TASK INSTRUCTIONS:
Starting at the line that contains "mask of: basil leaf piece", can you copy out every line of the listing below through its final line, character for character?

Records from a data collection
◇ ◇ ◇ ◇ ◇ ◇ ◇

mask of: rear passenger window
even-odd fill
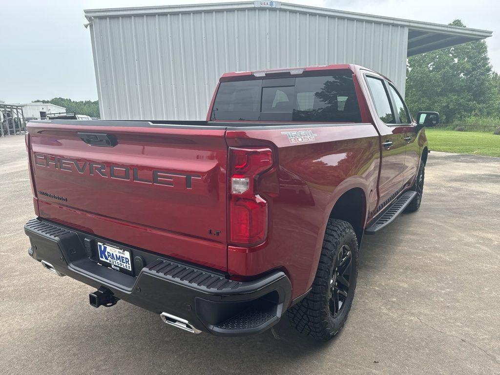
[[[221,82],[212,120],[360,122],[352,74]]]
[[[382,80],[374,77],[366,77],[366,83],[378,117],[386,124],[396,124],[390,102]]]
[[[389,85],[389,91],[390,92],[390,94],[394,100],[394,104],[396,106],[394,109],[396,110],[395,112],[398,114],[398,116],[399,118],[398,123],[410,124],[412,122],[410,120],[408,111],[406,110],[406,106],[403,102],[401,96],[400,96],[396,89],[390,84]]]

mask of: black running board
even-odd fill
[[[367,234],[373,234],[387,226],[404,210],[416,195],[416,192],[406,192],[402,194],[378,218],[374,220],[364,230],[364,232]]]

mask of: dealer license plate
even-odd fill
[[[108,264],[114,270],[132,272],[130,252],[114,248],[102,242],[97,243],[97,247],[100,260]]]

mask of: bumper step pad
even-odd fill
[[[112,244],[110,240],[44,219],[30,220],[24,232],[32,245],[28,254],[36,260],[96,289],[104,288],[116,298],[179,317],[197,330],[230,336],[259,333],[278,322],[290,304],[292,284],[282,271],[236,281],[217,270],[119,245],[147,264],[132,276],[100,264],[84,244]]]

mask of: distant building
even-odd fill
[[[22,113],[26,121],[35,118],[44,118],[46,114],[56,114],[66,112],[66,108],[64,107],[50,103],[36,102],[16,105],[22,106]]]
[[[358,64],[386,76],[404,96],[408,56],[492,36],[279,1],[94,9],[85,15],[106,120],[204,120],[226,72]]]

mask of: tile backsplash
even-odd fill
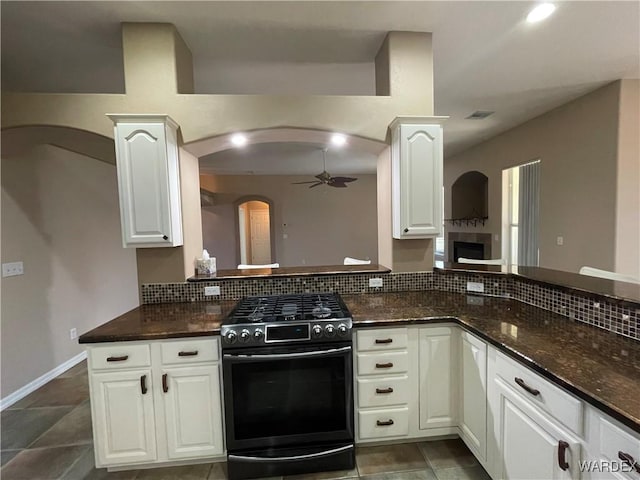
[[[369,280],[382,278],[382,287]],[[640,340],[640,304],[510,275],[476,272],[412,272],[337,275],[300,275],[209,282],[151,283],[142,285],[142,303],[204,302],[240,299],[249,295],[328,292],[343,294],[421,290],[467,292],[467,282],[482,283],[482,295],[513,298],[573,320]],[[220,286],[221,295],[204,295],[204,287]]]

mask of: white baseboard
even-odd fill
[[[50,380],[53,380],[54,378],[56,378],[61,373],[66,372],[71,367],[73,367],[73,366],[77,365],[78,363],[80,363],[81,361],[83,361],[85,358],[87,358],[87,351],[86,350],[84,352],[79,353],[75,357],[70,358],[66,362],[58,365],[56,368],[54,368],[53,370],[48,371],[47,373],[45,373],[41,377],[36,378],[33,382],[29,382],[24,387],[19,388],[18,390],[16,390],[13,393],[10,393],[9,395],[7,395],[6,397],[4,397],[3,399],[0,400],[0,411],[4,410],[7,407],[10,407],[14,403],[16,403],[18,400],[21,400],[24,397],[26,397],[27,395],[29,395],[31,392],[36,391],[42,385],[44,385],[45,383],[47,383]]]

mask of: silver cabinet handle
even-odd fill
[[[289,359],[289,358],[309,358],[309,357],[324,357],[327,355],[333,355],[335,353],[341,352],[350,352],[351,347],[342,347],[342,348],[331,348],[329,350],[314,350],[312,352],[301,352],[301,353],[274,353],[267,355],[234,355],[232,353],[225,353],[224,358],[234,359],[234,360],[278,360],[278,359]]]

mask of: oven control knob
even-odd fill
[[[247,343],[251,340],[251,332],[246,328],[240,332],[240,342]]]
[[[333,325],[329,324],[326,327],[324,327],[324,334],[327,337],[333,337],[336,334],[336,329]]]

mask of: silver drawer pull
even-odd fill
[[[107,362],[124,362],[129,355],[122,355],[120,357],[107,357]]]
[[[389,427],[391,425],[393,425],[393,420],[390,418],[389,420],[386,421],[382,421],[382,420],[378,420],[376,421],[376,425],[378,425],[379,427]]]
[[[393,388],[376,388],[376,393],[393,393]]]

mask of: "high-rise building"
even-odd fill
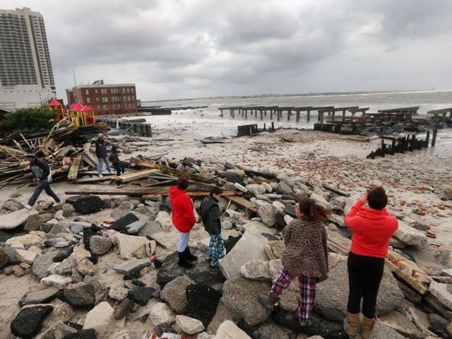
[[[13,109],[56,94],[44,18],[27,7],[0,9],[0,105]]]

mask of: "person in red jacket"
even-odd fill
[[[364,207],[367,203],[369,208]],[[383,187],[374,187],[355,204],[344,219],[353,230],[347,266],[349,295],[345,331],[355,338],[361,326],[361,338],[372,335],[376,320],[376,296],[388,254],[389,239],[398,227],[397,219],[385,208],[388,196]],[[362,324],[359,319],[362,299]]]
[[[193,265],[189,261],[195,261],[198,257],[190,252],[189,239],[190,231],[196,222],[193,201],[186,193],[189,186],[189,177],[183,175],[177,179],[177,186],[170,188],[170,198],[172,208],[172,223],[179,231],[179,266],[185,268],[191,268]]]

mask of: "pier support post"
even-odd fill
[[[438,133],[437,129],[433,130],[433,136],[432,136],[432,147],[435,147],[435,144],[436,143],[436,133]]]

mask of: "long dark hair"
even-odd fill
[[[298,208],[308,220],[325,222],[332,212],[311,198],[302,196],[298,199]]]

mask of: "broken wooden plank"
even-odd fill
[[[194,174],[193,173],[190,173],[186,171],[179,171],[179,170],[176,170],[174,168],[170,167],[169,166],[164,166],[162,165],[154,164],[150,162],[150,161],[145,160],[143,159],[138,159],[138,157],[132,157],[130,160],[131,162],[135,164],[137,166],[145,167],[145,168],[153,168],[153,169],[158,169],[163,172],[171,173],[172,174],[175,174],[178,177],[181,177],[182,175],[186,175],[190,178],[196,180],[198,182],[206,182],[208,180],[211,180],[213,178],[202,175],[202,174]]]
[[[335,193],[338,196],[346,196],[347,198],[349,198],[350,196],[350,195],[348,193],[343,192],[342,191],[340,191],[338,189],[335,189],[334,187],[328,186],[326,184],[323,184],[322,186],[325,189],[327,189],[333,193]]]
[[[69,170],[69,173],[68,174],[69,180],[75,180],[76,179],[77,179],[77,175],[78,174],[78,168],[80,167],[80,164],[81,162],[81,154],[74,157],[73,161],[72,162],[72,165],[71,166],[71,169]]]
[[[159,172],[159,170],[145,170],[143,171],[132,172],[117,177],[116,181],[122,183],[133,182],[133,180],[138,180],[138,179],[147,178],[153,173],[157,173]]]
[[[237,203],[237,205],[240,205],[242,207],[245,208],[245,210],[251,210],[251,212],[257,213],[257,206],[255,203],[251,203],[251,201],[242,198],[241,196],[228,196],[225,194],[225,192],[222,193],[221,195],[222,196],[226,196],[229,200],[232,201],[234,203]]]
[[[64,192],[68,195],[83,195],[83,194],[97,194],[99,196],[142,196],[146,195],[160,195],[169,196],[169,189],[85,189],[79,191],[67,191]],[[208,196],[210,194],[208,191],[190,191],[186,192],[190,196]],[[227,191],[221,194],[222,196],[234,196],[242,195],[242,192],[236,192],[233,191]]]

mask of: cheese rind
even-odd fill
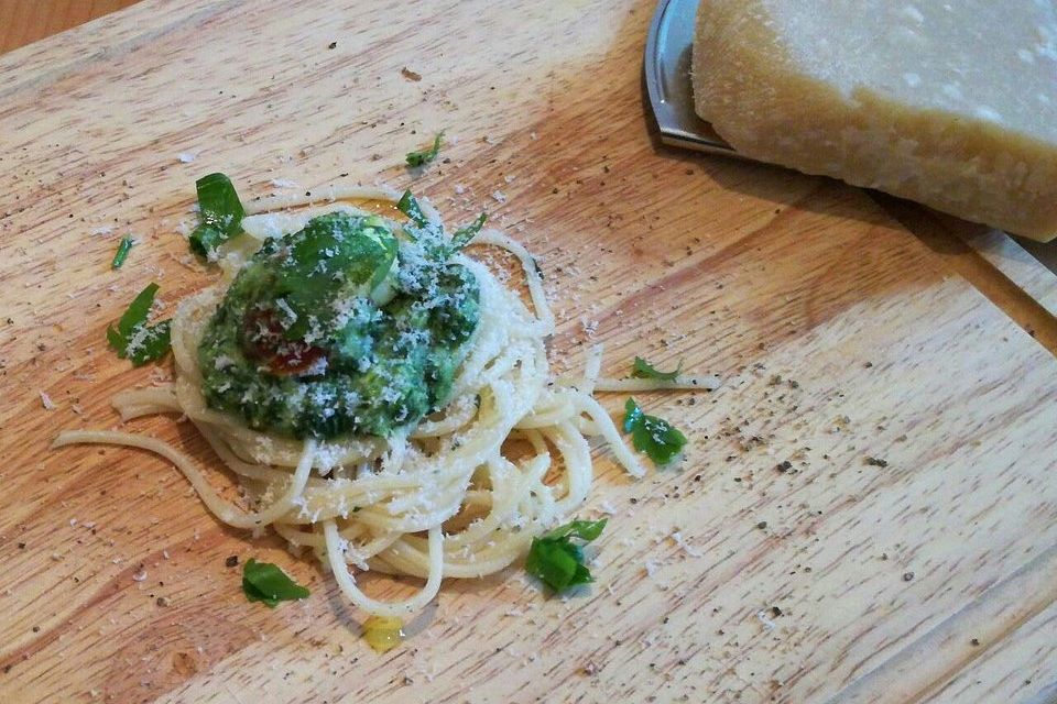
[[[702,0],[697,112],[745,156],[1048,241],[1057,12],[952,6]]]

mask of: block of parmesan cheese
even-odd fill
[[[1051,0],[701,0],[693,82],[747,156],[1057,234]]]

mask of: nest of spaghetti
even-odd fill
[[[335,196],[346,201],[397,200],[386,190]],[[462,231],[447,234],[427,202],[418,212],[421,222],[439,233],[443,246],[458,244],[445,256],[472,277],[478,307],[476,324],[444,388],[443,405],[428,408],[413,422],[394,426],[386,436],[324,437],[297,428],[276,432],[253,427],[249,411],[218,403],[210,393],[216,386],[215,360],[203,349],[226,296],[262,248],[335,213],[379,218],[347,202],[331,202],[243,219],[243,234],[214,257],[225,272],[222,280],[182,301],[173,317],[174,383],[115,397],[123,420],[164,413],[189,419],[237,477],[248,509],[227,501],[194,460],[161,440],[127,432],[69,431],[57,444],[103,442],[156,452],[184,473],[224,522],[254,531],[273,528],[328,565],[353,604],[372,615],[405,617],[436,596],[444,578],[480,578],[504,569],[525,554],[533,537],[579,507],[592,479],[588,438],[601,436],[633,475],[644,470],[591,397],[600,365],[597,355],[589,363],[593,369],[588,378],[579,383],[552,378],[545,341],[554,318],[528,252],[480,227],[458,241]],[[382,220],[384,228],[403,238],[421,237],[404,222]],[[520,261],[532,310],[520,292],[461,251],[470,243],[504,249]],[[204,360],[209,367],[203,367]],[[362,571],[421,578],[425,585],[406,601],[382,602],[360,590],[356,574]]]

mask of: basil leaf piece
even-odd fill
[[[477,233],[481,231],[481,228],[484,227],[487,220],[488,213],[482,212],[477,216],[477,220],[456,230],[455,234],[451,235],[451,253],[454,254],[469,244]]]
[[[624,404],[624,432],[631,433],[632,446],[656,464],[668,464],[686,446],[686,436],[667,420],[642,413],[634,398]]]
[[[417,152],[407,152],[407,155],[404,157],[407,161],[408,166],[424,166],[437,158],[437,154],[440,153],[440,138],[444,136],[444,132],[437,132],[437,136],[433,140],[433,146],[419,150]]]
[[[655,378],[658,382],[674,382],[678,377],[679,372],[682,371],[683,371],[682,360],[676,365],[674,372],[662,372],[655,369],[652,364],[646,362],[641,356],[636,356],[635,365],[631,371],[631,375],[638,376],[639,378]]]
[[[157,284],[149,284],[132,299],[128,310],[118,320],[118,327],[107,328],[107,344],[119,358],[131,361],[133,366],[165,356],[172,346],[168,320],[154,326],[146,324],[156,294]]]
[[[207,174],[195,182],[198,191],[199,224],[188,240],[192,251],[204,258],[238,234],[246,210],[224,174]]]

◇ ◇ ◇ ◇ ◇ ◇ ◇

WRITTEN ANSWER:
mask of: basil leaf piece
even-odd fill
[[[477,233],[481,231],[481,228],[484,227],[487,220],[488,213],[482,212],[477,216],[477,220],[456,230],[455,234],[451,235],[451,253],[454,254],[469,244]]]
[[[624,404],[624,432],[631,433],[632,446],[656,464],[668,464],[686,446],[686,436],[667,420],[642,413],[634,398]]]
[[[417,152],[407,152],[407,155],[404,157],[407,161],[408,166],[424,166],[437,158],[437,154],[440,153],[440,138],[444,136],[444,132],[437,132],[437,136],[433,140],[433,146],[419,150]]]
[[[655,378],[658,382],[674,382],[678,377],[679,372],[682,371],[683,371],[682,360],[676,365],[674,372],[662,372],[655,369],[652,364],[646,362],[641,356],[636,356],[635,365],[631,371],[631,375],[638,376],[639,378]]]
[[[157,284],[149,284],[132,299],[128,310],[118,320],[118,327],[107,328],[107,344],[119,358],[131,361],[133,366],[165,356],[172,346],[168,320],[154,326],[146,324],[156,294]]]
[[[207,174],[195,182],[198,191],[199,224],[188,240],[192,251],[204,258],[238,234],[246,210],[224,174]]]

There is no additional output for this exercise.